MATERIAL SHOWN
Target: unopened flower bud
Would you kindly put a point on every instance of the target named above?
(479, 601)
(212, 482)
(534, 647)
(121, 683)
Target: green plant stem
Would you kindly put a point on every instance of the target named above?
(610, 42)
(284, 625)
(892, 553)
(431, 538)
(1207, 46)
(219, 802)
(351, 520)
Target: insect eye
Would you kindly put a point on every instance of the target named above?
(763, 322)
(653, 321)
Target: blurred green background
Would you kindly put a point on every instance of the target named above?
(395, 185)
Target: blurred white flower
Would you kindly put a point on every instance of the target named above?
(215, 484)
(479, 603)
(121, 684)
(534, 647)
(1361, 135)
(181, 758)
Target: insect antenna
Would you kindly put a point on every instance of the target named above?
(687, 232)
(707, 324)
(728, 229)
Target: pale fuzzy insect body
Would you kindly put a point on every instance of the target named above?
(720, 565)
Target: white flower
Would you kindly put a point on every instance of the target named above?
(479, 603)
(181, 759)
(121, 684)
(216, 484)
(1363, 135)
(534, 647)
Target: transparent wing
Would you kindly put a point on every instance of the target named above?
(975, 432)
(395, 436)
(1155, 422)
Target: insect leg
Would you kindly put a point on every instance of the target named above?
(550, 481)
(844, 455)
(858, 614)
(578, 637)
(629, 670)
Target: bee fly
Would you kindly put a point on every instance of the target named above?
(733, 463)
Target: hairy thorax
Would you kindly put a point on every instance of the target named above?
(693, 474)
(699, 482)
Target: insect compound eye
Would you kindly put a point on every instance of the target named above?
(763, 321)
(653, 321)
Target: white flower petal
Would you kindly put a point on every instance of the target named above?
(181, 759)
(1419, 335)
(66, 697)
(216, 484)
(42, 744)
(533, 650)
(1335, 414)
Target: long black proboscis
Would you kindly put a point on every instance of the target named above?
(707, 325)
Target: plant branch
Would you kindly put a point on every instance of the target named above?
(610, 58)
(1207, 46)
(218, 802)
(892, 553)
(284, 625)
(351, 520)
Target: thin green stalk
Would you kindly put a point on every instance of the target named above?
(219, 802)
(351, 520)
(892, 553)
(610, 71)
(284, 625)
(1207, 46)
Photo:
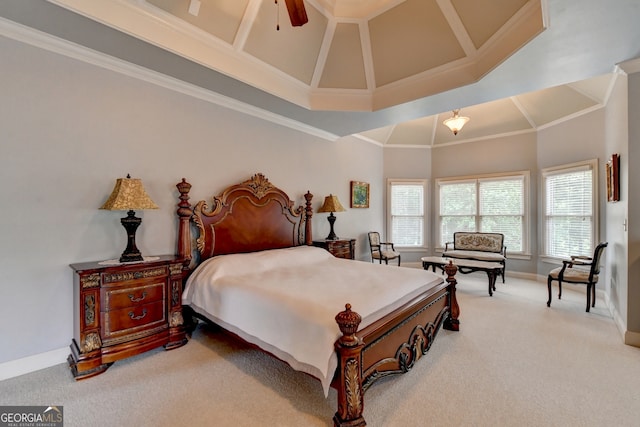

TASK TO COMPLETE
Render every line of the entries above as a JSON list of strings, one string per line, skipping blank lines. Omit the picture from the list.

REPLY
[
  "Target: unopened flower bud",
  "Would you kindly put a point on every instance of the target named above?",
  "(479, 601)",
  "(212, 482)",
  "(534, 647)",
  "(121, 683)",
  "Target: green plant stem",
  "Would you kindly put a point on every instance of the target named above?",
  "(610, 42)",
  "(284, 625)",
  "(892, 553)",
  "(431, 538)",
  "(1207, 46)",
  "(219, 802)",
  "(351, 520)",
  "Target: insect eye",
  "Would you kindly put a point on every instance of the target named above?",
  "(763, 322)",
  "(653, 321)",
  "Target: blurred green background",
  "Would you kindly put a point on every instance of the target named above?",
  "(395, 185)",
  "Target: blurred white flower",
  "Would you kindly put a point on every instance of the target named above?",
  "(215, 484)",
  "(479, 603)",
  "(121, 684)",
  "(534, 647)",
  "(1361, 135)",
  "(181, 758)",
  "Target: insect antenna",
  "Would you kindly put a point on every instance of the target named above?",
  "(687, 232)",
  "(707, 324)",
  "(728, 229)",
  "Target: pale fuzzy insect body",
  "Would you kindly put a point on every instance of the target named above?",
  "(720, 565)",
  "Target: white flower",
  "Would you kindly put a point on every instance of the target named above?",
  "(479, 603)",
  "(181, 759)",
  "(121, 684)",
  "(216, 484)",
  "(1363, 135)",
  "(534, 647)",
  "Target: transparent wing",
  "Would you kindly put a point on every instance of the target named above?",
  "(975, 432)",
  "(395, 436)",
  "(1155, 422)",
  "Target: insect leg",
  "Would you kindly put a point on every instance of the target named above?",
  "(550, 481)",
  "(844, 455)",
  "(858, 614)",
  "(578, 637)",
  "(629, 670)",
  "Target: bee fly",
  "Would you kindly put a point on every instance of the target named above?",
  "(733, 463)",
  "Target: hairy thorax",
  "Would you kindly put a point on every instance of the target named above?",
  "(693, 474)",
  "(699, 482)",
  "Target: insect compound eye",
  "Would you kindly put a point on every instance of the target named above?",
  "(763, 321)",
  "(653, 321)",
  "Target: white flower petal",
  "Would you kindly put a point on every instance of the target named above?",
  "(181, 759)",
  "(1419, 335)",
  "(66, 697)",
  "(216, 484)",
  "(42, 744)",
  "(533, 650)",
  "(1335, 414)",
  "Target: long black proboscis",
  "Would you kindly put a point on every instance of the target named above?",
  "(707, 325)",
  "Target: plant branch",
  "Would you kindly put a point on every instance of the target named above?",
  "(610, 58)",
  "(1207, 46)",
  "(218, 802)",
  "(892, 553)",
  "(284, 625)",
  "(351, 520)",
  "Target: thin green stalk",
  "Would you kindly put a point on every instance of the target named above?",
  "(219, 802)",
  "(351, 520)",
  "(892, 553)",
  "(610, 71)",
  "(284, 625)",
  "(1207, 46)",
  "Photo:"
]